Supplied passage =>
Ingesting Knowledge from Diverse Sources to Open Domain Social Conversations

Dilek Hakkani-Tur

Abstract: Following the recent advancements in language modeling and availability of large natural language datasets, the last decade has been flourishing for conversational AI research. The progress also helped emphasize the importance of reasoning over a diverse set of external knowledge and task completion resources for forming relevant, informative, and accurate responses, discussing with the users when the available solutions/information are not sufficient, and making proactive suggestions.

For ingesting knowledge in conversations, recent work has mainly grounded conversational responses on knowledge snippets from wikipedia and web documents, with the goals of preventing hallucination and providing users diverse and accurate responses. However, much of the world's knowledge is dynamic and it is spread across diverse resources. Some of these are already structured, such as knowledge graphs. But a majority of them are not structured, for example, news articles and books. And some of them also include subjective information, such as customer reviews. In this talk, I will discuss our recent work on integrating knowledge to conversation responses from such a diverse set of resources, challenges associated with these, and progress we made so far.

What is needed => Transcribe the passage of the abstract above between "Ingesting Knowledge from" and "making proactive suggestions.", inclusive, word for word.

Dataset =>

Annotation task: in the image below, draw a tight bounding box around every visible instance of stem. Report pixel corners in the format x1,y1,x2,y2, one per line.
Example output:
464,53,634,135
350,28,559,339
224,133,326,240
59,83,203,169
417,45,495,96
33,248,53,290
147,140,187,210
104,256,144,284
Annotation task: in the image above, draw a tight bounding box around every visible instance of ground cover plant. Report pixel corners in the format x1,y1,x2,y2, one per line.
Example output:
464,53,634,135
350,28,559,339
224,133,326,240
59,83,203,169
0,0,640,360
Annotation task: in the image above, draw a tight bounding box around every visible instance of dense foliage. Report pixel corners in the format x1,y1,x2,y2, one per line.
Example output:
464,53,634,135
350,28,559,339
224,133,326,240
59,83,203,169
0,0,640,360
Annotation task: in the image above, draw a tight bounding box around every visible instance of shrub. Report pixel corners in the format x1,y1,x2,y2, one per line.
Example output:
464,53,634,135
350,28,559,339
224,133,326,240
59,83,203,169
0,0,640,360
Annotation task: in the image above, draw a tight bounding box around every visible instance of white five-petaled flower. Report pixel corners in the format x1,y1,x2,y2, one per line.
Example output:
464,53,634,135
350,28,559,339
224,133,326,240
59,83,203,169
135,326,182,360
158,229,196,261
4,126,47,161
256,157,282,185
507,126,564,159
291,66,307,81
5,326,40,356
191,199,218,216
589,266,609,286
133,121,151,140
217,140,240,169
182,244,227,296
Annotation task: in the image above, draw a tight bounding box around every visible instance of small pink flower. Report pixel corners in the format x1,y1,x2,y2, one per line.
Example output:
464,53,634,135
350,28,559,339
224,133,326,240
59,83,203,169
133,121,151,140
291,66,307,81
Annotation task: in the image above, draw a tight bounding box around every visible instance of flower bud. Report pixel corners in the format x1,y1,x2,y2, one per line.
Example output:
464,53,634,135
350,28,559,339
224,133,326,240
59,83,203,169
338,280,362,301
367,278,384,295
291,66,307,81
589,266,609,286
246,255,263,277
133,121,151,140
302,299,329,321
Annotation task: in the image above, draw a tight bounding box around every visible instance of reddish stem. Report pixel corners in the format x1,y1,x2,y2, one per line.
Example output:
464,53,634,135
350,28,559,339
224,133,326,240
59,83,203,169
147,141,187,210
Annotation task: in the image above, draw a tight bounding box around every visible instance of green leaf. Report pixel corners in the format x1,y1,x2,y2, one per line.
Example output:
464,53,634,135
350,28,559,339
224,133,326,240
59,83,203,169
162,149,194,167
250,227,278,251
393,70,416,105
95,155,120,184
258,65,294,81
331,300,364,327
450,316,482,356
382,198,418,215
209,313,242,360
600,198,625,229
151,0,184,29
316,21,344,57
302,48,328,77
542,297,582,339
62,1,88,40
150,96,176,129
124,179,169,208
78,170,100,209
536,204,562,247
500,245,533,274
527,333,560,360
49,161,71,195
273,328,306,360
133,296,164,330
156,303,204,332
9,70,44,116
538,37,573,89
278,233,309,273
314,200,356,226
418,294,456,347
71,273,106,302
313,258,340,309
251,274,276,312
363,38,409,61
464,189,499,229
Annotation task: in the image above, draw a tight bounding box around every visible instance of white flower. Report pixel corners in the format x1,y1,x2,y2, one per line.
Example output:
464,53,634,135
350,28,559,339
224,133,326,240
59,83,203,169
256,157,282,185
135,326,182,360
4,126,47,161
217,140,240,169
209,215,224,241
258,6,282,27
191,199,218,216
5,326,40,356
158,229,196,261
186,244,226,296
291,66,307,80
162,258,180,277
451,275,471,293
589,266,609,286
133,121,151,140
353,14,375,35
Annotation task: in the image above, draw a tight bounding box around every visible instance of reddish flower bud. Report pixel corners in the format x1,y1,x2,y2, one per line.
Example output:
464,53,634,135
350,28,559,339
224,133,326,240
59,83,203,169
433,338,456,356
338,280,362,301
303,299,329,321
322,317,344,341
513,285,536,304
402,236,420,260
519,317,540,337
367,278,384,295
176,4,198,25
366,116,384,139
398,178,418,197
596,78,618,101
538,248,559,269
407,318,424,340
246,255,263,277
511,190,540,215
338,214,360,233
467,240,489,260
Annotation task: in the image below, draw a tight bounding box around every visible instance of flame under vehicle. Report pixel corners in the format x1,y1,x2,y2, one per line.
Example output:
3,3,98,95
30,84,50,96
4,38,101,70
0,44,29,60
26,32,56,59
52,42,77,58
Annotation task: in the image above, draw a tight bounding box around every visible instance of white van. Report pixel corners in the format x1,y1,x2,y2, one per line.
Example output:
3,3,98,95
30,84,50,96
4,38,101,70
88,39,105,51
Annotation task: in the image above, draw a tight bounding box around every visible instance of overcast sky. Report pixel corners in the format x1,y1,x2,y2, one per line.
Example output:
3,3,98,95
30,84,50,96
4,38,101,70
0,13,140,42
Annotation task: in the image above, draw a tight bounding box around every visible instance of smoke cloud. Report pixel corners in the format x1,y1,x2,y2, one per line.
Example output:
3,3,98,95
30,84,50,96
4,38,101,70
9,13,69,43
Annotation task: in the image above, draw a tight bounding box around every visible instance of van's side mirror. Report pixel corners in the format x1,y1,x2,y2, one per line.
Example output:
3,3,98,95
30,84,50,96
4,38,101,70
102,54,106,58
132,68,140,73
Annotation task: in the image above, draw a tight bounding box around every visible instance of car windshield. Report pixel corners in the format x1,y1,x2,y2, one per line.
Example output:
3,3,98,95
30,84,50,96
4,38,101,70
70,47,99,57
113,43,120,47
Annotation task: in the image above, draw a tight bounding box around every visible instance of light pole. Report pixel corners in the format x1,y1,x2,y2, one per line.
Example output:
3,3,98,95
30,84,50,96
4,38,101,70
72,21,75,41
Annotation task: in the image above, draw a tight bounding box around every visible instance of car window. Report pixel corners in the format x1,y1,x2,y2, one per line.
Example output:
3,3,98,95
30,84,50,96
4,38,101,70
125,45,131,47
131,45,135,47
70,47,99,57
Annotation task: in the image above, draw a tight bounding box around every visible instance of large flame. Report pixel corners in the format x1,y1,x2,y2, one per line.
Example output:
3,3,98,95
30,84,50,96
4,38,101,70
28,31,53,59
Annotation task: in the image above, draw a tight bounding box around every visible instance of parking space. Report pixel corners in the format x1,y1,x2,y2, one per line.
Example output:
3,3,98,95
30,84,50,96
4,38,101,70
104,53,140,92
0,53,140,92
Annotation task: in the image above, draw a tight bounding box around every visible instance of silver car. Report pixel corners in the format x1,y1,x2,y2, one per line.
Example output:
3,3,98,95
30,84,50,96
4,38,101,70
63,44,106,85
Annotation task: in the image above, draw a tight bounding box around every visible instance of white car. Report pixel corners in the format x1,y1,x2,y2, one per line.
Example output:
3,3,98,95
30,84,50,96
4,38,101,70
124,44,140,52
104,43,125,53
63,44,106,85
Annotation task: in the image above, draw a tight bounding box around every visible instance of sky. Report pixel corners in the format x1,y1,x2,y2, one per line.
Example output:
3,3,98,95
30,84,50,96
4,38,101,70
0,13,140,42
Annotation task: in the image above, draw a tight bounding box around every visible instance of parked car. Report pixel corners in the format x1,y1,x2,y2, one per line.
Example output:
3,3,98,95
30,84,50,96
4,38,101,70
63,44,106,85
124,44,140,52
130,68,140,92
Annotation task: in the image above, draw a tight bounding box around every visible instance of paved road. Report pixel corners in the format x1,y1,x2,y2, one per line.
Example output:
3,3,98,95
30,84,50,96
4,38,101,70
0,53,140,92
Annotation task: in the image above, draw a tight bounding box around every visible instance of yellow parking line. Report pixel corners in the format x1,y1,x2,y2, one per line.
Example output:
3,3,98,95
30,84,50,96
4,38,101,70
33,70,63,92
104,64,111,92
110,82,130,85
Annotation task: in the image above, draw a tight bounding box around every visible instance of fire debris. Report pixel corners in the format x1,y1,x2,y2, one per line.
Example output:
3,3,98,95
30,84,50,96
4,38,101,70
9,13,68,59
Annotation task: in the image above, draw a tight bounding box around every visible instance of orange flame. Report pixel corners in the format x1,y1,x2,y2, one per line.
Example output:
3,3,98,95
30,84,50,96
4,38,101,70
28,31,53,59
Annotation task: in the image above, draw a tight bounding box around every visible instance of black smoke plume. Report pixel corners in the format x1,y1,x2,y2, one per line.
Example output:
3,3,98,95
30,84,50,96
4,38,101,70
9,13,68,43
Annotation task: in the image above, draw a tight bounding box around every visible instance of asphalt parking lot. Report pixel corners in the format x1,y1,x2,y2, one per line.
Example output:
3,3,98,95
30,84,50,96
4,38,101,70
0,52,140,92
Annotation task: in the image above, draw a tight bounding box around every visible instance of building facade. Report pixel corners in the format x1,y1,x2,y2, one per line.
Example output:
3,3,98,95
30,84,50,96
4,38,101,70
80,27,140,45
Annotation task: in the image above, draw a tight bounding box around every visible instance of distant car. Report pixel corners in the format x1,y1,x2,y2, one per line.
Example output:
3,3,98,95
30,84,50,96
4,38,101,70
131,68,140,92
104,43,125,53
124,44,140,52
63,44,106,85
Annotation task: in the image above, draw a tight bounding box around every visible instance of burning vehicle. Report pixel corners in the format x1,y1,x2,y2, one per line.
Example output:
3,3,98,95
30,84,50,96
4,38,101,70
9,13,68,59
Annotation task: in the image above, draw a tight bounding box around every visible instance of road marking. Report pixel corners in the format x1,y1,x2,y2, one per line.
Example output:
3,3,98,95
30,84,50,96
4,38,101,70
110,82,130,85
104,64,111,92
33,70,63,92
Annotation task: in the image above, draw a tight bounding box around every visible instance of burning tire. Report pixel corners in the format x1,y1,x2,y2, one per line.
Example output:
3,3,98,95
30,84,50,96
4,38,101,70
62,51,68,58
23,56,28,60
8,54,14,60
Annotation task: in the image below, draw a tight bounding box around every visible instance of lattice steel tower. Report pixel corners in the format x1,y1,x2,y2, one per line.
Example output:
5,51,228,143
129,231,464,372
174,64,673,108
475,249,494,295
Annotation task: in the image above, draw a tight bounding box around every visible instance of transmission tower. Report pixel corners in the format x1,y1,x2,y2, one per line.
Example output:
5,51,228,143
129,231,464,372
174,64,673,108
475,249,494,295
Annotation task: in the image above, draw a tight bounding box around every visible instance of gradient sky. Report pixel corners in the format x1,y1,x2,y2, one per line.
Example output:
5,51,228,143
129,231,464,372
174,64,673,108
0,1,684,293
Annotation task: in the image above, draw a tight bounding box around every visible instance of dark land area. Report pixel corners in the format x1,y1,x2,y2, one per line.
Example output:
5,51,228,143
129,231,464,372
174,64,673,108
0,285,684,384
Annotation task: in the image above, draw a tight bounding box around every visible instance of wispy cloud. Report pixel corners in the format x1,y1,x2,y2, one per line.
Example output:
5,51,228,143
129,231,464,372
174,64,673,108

Output below =>
Ingesting Knowledge from Diverse Sources to Open Domain Social Conversations

Dilek Hakkani-Tur

Abstract: Following the recent advancements in language modeling and availability of large natural language datasets, the last decade has been flourishing for conversational AI research. The progress also helped emphasize the importance of reasoning over a diverse set of external knowledge and task completion resources for forming relevant, informative, and accurate responses, discussing with the users when the available solutions/information are not sufficient, and making proactive suggestions.